* _Objetivo do exercício_: Copie letra por letra o trecho do texto sobre Lepanto, começando em "Hoje, dia 7" e indo até "e sua vocação.".

Sob o signo de Lepanto

Hoje, dia 7 de outubro, a Igreja comemora o dia de Nossa Senhora do Rosário. A festa foi instituída há mais de 400 anos pelo Papa São Pio V, e a razão de sua comemoração traz uma mensagem muito atual para todos aqueles que têm nas armas a sua missão e sua vocação.


No ano de 1453, a cidade de Constantinopla, último bastião do Império Bizantino, caiu sob o cerco das forças do sultão otomano Mehmed II, o Conquistador. A queda da cidade deu ensejo a uma gigantesca invasão turca à região dos Bálcãs e do leste da Europa. No Mediterrâneo, as forças turcas foram ganhando cada vez mais força, até que a frota otomana tivesse dominado os mares – o que muito deveu ao almirante Hayreddin Barba-Ruiva, que consolidou o domínio turco sobre o Mediterrâneo na Batalha de Preveza, em 1538.

No entanto, o histórico de vitórias militares otomanas em terra e mar começou o seu revés muito antes da fatídica Batalha de Lepanto: no dia 7 de janeiro de 1566, o dominicano Michele Ghislieri, bispo de Mondovì, foi eleito papa, adotando o nome de Pio V. Conhecido por sua simplicidade e sua personalidade firme, Pio V governou a Igreja com uma legítima autoridade que emanava tanto de seu múnus petrino quanto de seu caráter. No próprio ano de 1566, Pio V escreveu ao rei da Espanha, Filipe II, e ao Sacro Imperador Romano Germânico, Maximiliano II, sobre a criação de uma liga militar que protegesse a Cristandade contra os turcos. Ao longo de cinco anos, os esforços de Pio V resultaram na criação da Liga Santa, uma aliança militar que contava com os Estados Papais, os reinos de Espanha, Nápoles e Sicília, as repúblicas de Veneza e Gênova, o Grão-Ducado da Toscana, os ducados de Sabóia, Parma e Urbino, além da Ordem dos Cavaleiros de São João (conhecida hoje como Ordem Soberana e Militar de Malta).

* _Dados fornecidos_:

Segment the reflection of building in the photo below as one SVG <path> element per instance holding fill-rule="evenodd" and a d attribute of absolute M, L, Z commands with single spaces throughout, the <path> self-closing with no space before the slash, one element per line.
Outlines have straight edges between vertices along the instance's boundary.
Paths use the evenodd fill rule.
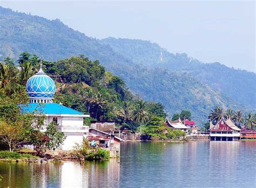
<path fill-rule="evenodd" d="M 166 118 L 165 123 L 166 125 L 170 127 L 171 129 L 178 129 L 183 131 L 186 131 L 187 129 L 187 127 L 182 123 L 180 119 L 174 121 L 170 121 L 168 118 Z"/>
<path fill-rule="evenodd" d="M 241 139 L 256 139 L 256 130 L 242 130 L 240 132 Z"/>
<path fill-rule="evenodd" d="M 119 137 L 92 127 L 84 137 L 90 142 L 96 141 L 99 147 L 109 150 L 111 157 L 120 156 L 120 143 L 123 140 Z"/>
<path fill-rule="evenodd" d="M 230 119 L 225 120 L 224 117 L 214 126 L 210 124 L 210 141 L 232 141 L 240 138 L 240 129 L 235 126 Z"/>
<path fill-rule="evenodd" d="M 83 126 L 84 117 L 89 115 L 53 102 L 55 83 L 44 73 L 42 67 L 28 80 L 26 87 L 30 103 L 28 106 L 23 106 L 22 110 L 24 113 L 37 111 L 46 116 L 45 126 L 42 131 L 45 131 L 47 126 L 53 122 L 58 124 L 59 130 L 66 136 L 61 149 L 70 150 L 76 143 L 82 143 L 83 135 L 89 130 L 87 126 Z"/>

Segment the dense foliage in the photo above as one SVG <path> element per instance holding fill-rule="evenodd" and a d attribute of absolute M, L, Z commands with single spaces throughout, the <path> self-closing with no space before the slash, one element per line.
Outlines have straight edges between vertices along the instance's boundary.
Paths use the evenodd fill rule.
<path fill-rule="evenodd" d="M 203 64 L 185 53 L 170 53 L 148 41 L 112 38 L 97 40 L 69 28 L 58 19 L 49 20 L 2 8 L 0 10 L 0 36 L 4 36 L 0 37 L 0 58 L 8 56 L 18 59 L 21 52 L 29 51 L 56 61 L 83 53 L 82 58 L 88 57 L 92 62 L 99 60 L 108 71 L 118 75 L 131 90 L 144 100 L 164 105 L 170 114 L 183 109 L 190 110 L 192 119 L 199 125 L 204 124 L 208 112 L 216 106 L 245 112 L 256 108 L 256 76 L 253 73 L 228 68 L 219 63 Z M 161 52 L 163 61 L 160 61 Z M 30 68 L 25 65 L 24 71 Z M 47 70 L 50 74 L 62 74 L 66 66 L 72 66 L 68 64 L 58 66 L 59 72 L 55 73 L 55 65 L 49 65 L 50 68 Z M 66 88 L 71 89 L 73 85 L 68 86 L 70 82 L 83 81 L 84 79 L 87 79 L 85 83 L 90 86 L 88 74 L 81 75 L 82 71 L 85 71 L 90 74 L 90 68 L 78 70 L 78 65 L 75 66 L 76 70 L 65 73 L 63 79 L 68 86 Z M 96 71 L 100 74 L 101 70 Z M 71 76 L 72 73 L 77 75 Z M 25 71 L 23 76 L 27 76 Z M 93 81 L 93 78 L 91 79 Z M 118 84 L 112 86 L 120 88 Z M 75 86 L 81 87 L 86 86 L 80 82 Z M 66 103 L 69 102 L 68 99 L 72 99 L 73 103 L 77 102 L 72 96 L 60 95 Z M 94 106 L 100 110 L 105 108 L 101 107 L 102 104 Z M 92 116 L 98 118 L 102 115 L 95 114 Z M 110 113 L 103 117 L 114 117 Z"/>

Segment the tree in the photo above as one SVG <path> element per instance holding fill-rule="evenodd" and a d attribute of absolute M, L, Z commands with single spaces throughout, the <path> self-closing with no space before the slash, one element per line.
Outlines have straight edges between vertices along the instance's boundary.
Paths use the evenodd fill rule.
==
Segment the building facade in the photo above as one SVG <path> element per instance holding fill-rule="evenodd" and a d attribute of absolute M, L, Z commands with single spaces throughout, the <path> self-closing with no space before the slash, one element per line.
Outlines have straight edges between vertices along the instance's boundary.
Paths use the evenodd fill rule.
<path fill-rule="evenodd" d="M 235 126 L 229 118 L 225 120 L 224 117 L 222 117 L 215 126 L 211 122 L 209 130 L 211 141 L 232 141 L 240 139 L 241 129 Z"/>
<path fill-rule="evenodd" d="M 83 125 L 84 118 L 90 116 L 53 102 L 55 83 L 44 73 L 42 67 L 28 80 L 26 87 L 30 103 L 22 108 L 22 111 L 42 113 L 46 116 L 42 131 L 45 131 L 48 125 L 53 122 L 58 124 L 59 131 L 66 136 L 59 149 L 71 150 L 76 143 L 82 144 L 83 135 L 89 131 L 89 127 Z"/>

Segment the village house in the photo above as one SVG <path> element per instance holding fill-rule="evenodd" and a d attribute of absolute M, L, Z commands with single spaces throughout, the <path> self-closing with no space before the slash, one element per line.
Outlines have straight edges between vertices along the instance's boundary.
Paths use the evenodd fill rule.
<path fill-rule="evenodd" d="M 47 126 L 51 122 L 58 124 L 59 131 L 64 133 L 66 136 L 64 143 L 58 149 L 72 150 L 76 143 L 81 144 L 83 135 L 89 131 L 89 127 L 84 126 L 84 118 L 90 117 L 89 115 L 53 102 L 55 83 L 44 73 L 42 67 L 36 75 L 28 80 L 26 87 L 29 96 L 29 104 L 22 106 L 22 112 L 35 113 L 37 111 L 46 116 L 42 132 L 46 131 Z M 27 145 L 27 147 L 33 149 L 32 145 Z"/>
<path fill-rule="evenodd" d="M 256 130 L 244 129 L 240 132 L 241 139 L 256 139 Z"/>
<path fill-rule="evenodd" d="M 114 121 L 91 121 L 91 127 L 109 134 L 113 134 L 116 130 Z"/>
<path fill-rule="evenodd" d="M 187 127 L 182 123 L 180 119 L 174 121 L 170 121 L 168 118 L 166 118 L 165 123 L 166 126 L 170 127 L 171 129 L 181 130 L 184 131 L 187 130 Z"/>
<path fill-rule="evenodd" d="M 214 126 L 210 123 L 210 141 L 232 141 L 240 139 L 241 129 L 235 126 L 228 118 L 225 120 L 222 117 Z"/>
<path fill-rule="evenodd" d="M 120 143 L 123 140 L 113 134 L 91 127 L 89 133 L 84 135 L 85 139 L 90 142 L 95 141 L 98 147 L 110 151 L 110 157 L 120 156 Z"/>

* _Solução abaixo_:
Hoje, dia 7 de outubro, a Igreja comemora o dia de Nossa Senhora do Rosário. A festa foi instituída há mais de 400 anos pelo Papa São Pio V, e a razão de sua comemoração traz uma mensagem muito atual para todos aqueles que têm nas armas a sua missão e sua vocação.